_What is required_
Select every line of the items below that contains the word "side" and copy each of those lines.

_Given records_

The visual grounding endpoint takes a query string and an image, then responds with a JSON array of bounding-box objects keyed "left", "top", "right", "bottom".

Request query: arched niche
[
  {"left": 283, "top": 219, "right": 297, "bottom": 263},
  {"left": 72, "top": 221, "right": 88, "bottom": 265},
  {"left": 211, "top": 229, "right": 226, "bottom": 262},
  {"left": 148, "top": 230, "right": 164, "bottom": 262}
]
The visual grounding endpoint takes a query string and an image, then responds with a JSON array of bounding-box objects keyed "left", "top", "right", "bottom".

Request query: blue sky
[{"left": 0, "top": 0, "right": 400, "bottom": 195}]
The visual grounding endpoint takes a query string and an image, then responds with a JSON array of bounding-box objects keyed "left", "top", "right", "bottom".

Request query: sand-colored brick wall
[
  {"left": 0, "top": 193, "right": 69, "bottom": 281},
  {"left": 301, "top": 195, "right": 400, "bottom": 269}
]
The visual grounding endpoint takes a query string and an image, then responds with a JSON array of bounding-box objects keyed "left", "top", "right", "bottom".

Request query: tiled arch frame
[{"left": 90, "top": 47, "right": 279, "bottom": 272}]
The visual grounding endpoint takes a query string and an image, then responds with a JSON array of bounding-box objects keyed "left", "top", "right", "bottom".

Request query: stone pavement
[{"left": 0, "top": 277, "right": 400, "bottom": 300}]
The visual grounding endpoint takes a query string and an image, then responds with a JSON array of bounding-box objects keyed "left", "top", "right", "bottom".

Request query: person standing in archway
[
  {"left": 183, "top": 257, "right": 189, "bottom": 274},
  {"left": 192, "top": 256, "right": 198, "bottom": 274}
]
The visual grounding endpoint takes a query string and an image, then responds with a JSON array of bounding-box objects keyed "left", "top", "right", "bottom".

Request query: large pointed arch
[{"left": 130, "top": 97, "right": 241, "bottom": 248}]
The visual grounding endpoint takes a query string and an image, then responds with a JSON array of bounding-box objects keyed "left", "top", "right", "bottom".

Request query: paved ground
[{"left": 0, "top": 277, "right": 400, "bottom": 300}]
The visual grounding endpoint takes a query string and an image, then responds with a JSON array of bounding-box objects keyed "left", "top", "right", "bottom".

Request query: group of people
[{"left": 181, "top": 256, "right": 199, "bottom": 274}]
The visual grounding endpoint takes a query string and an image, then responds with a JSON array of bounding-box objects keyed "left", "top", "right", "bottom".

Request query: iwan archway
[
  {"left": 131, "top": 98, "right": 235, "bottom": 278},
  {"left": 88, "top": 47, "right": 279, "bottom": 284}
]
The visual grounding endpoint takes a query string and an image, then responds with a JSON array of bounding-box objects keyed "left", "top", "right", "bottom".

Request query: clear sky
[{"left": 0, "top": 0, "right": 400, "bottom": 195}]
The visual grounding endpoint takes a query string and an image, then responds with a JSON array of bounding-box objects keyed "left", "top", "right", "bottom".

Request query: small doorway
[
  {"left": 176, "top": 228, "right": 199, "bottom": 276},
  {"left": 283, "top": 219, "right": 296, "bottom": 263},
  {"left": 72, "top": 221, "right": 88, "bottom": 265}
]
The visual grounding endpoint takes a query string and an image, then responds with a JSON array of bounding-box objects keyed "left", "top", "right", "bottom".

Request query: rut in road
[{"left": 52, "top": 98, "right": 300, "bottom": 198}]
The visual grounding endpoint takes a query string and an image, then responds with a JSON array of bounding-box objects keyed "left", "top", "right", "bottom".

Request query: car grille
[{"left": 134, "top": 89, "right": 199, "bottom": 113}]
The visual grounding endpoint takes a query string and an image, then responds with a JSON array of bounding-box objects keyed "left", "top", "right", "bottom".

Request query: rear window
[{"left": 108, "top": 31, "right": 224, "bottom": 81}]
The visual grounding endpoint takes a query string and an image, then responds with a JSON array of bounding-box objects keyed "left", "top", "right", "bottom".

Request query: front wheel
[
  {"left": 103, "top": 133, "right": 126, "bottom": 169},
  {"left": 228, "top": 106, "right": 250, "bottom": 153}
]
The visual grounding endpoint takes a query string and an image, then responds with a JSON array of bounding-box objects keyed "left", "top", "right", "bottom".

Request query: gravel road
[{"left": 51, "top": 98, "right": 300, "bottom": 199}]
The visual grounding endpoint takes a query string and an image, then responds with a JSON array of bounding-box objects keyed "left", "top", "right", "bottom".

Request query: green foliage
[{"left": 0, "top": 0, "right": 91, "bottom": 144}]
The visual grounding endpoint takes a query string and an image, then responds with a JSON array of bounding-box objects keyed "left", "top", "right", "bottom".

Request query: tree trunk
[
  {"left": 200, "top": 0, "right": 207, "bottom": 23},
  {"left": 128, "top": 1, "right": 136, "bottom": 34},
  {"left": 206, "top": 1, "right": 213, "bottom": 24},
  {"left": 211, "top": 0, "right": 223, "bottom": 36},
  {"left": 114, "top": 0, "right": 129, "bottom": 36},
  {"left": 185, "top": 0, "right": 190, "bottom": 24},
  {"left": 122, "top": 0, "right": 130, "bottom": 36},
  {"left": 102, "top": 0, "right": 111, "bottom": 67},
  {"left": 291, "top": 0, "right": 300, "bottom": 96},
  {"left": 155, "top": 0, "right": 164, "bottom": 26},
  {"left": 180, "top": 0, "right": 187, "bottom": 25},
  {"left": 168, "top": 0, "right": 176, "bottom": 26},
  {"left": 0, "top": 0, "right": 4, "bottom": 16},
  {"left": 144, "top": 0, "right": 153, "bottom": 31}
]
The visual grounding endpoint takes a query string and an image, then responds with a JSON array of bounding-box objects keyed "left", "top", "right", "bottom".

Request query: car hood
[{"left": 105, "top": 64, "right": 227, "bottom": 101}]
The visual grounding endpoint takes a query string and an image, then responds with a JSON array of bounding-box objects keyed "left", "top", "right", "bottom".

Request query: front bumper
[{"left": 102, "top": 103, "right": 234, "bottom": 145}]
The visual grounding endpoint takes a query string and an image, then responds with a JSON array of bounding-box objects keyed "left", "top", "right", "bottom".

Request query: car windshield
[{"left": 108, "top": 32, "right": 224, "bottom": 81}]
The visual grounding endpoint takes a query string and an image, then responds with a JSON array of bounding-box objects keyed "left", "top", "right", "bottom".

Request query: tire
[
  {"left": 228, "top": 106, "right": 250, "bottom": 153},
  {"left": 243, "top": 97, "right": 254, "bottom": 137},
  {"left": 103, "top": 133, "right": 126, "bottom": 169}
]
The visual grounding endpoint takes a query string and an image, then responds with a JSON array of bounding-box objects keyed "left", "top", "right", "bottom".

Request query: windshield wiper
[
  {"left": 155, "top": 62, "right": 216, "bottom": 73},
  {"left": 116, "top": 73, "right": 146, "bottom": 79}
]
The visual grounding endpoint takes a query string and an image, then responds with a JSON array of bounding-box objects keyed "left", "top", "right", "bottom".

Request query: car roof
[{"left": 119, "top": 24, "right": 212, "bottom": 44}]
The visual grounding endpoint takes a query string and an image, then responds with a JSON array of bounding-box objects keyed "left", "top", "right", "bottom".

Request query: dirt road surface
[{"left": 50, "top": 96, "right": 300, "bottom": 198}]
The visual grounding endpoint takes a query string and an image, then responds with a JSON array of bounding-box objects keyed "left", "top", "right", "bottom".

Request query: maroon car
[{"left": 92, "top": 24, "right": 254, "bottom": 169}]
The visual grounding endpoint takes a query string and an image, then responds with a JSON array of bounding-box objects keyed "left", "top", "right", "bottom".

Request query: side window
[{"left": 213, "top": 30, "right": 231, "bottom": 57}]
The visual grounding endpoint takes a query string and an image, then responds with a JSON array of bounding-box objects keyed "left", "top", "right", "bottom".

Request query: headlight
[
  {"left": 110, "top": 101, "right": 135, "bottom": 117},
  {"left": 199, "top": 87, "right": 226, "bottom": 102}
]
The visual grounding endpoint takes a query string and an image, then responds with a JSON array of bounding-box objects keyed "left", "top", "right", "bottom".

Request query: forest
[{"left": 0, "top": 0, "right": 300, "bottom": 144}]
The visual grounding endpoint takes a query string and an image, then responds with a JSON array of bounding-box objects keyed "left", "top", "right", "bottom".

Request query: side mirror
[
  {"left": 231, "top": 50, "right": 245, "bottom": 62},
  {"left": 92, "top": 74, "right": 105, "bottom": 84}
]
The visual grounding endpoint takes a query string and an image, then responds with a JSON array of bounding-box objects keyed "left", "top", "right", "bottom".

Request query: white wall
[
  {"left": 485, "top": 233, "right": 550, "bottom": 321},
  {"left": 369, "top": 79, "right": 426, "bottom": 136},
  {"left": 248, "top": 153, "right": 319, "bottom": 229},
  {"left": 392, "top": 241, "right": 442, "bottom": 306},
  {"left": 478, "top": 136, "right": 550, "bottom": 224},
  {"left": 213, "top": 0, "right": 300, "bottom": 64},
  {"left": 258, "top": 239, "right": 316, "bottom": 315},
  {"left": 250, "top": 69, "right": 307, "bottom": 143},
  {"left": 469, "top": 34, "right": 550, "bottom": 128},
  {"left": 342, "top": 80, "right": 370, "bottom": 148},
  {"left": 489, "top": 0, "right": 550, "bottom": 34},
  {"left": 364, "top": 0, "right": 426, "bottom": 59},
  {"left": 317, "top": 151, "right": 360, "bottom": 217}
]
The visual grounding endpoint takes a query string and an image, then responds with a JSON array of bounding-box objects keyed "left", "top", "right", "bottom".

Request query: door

_Written answer_
Request query: side window
Request query: side mirror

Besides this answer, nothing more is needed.